## Фрагмент текста
# # #
Белград обшарпан. Он обшарпан во всех мыслимых и немыслимых местах. На обшарпанных заборах написаны ругательства, которые поймет каждый русский, даже если он и не знает о существовании сербского языка. Обшарпаны такси с дверями, которые открываются и закрываются совершенно по-русски. Обшарпаны куртки и зонтики.
– Ты где купила эти клетчатые штаны? – с живым интересом спросил мой сопровождающий мою другую переводчицу.
– Мне знакомая прислала из Германии.
Как это близко. У нас так вчера или, может быть, завтра, у них – сегодня.
# # #
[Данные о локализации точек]
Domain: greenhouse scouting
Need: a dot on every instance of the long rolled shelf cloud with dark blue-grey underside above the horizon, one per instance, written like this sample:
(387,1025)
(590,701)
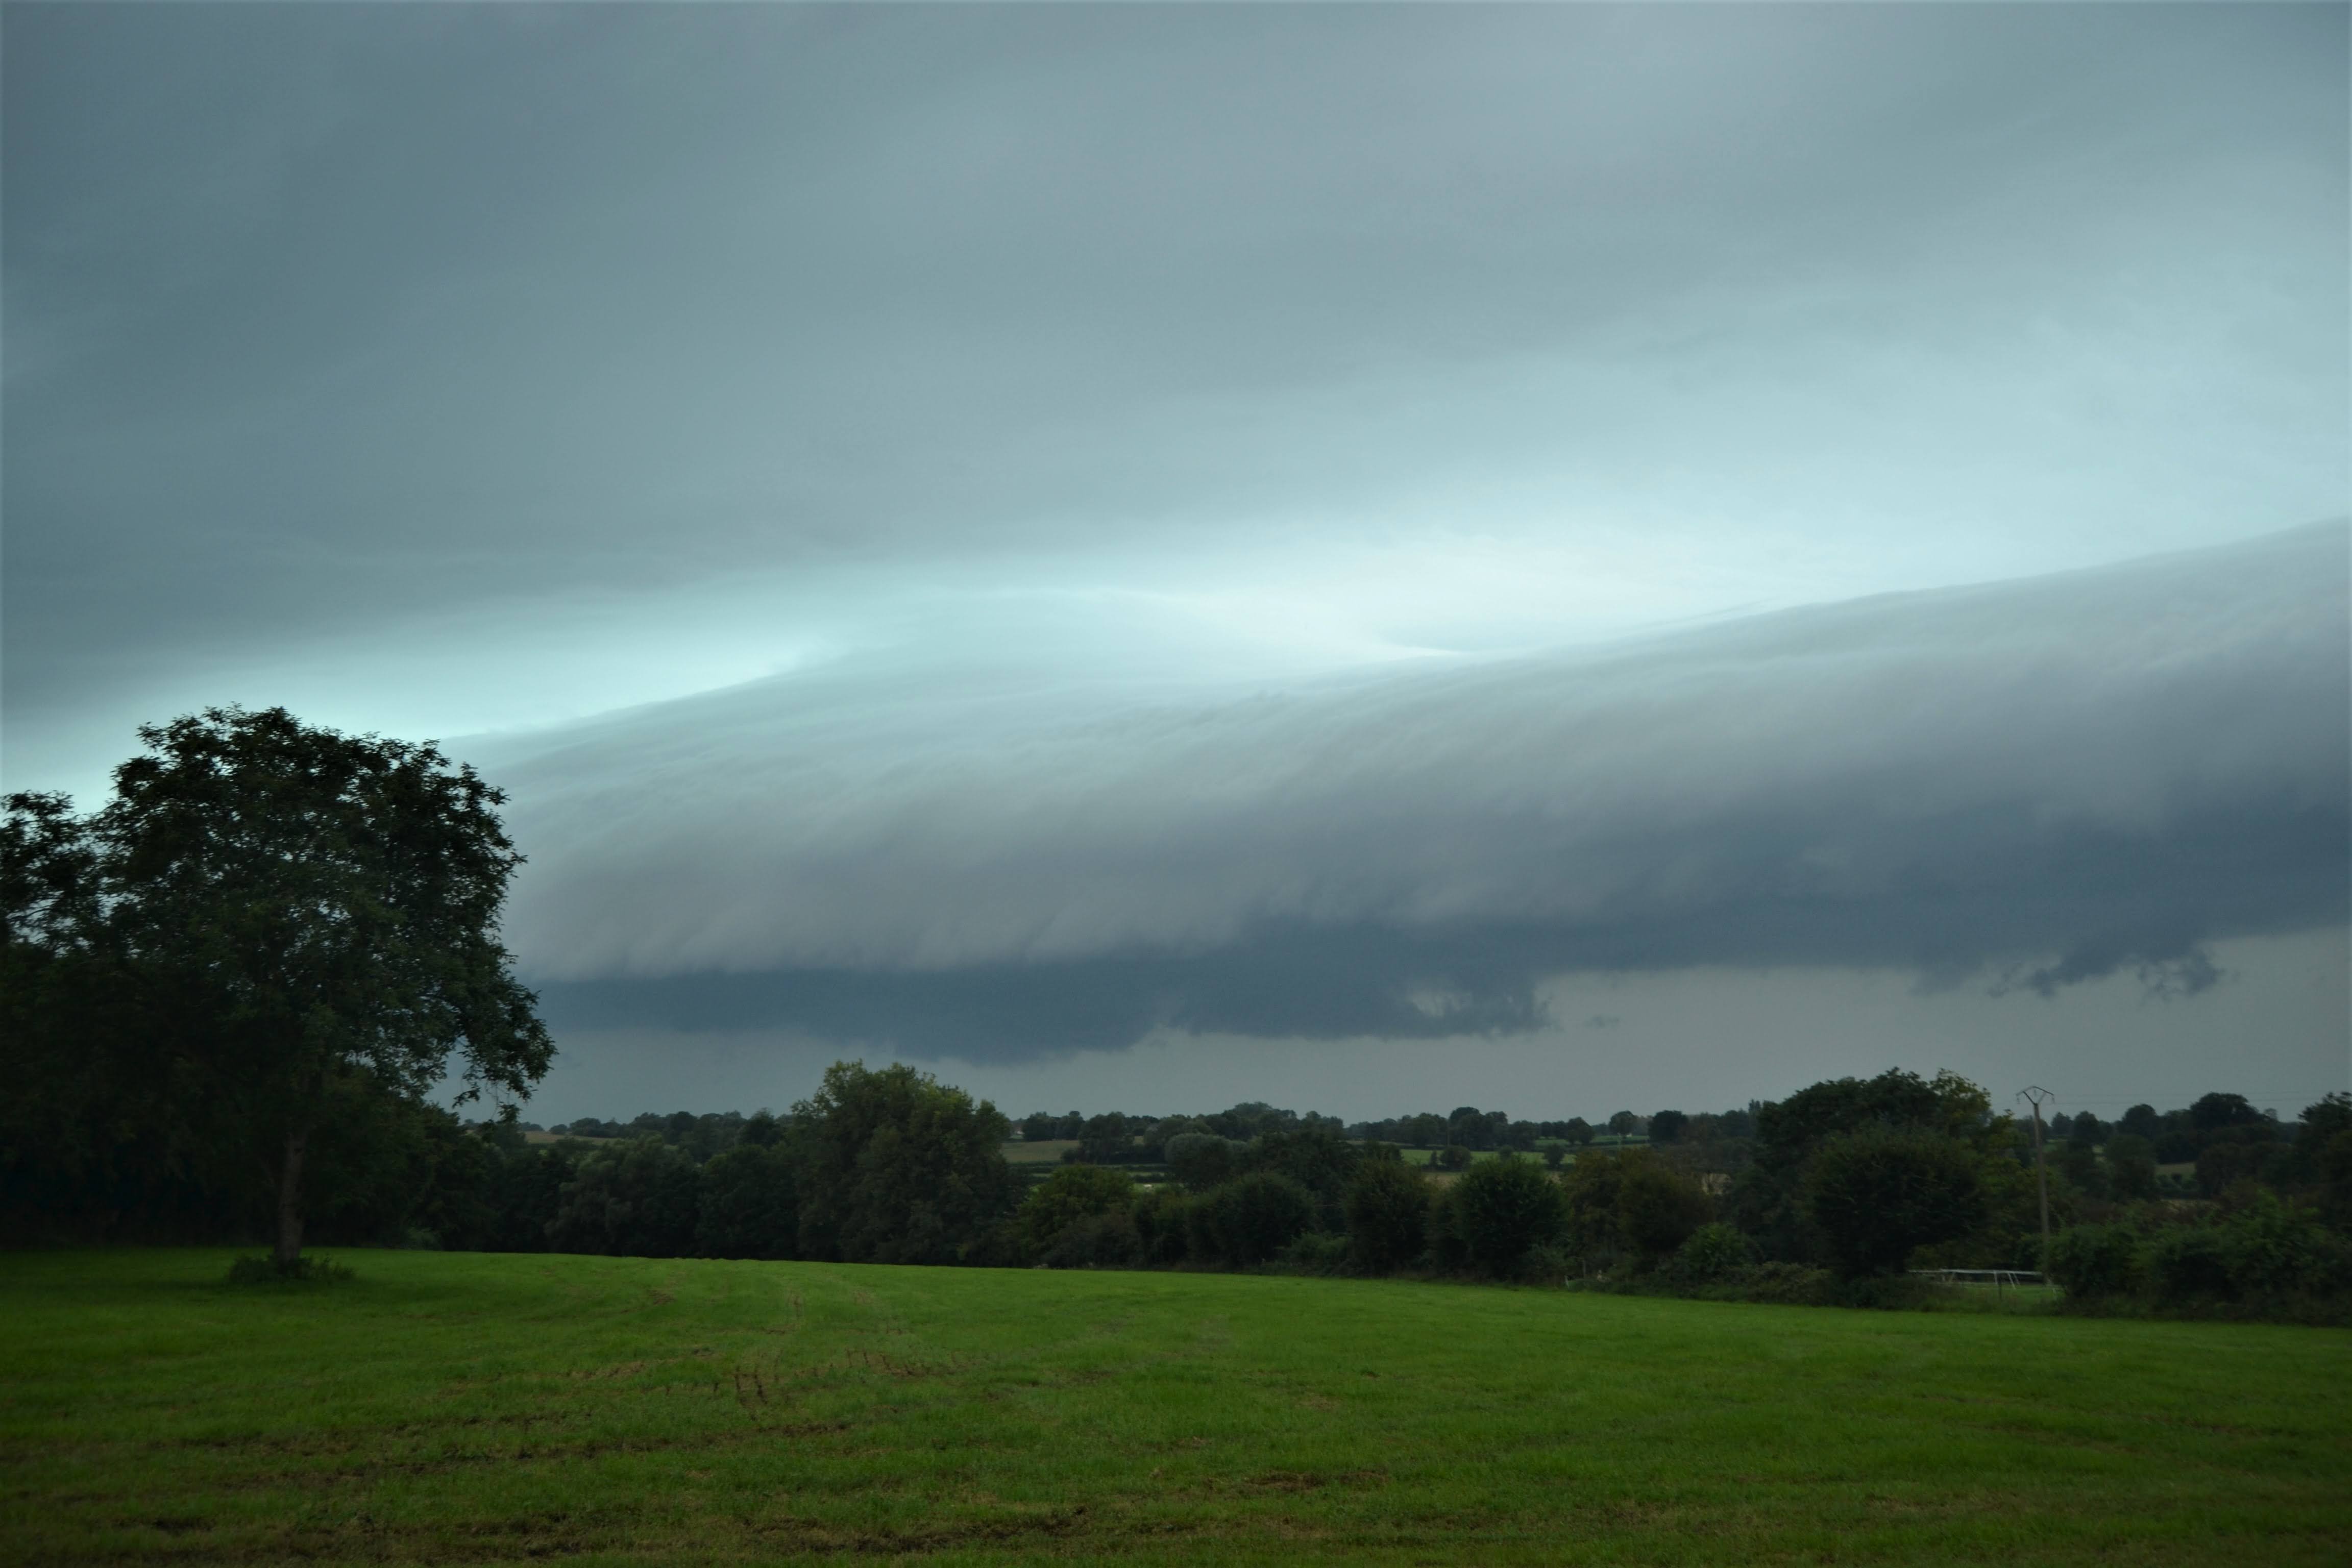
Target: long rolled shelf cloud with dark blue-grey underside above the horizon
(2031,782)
# # #
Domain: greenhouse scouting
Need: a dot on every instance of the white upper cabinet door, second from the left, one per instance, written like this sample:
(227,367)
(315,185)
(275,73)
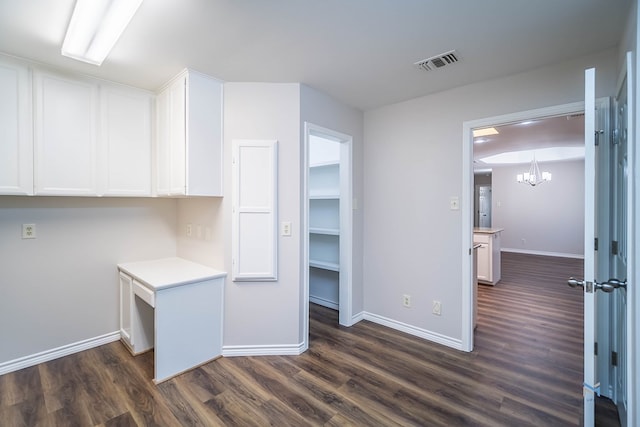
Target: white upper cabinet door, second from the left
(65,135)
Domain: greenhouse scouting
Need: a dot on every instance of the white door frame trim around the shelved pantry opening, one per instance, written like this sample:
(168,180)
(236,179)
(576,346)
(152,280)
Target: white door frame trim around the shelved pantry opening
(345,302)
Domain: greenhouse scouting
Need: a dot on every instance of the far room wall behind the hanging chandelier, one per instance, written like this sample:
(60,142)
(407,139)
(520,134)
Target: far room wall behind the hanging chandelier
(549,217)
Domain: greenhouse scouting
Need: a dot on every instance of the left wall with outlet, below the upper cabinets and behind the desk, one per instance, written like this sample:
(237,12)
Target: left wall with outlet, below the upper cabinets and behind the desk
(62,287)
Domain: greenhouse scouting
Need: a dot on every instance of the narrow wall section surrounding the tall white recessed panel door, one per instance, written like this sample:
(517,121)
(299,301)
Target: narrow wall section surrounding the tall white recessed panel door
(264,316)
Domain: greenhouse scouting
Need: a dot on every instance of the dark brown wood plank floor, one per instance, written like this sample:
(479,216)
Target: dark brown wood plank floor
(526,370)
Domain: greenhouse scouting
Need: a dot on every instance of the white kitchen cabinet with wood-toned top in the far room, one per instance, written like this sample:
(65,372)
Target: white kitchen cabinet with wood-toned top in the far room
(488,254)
# # #
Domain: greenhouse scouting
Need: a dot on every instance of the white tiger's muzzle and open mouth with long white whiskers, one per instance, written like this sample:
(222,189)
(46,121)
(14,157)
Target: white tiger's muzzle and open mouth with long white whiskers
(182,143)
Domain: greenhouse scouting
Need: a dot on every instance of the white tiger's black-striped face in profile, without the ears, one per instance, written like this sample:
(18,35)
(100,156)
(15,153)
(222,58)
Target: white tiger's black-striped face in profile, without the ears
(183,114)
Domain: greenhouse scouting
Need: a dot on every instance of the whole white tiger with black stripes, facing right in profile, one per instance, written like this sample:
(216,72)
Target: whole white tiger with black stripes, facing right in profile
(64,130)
# # #
## Список заданий
**1)** Ответьте, кто и откуда прислал переводчице клетчатые штаны, согласно тексту о Белграде.
**2)** Перечислите всё, что в тексте о Белграде прямо названо обшарпанным.
Записи взяты из другого источника.

## Ответы по номерам
**1)** Их прислала знакомая из Германии.

**2)** Белград, заборы, такси, куртки, зонтики.